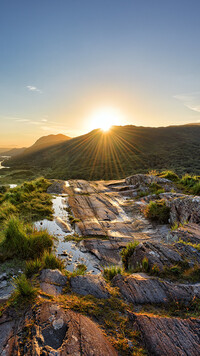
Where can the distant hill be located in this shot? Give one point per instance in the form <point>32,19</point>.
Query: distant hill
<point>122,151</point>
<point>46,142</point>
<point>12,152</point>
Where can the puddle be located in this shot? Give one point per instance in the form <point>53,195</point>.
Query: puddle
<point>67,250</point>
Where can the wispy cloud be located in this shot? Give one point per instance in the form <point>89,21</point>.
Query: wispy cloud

········

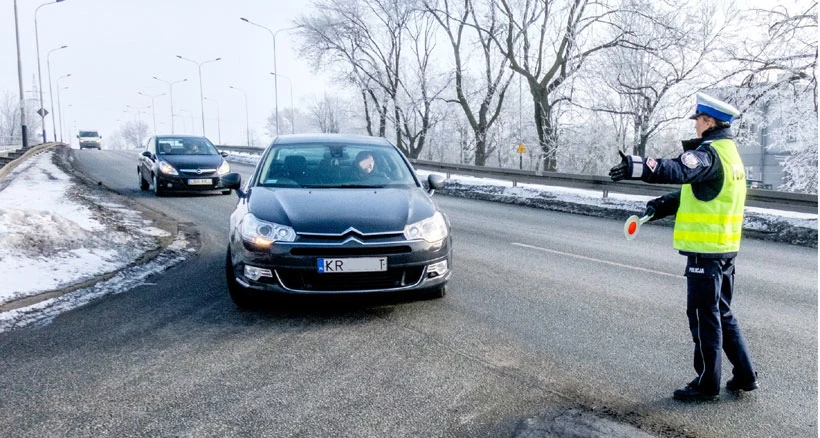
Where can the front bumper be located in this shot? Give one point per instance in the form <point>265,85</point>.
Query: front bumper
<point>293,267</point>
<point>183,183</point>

········

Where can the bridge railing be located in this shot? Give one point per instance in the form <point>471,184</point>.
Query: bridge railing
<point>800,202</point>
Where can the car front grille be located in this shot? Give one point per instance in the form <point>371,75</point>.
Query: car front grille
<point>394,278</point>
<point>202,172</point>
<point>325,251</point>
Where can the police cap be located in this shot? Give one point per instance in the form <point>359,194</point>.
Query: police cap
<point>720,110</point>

········

** WHAT IS NEEDED **
Please reproduce, exactly as they appear above, the lines from the line containing "Where can the bridge" up to and including the line containing "Where can the car".

** RESPONSE BOX **
Where can the bridge railing be located in this shot? Give one point per instance in the form <point>471,184</point>.
Query: bridge railing
<point>800,202</point>
Where can the car front grille be located in this shot? Give one point per instance in the form <point>371,75</point>.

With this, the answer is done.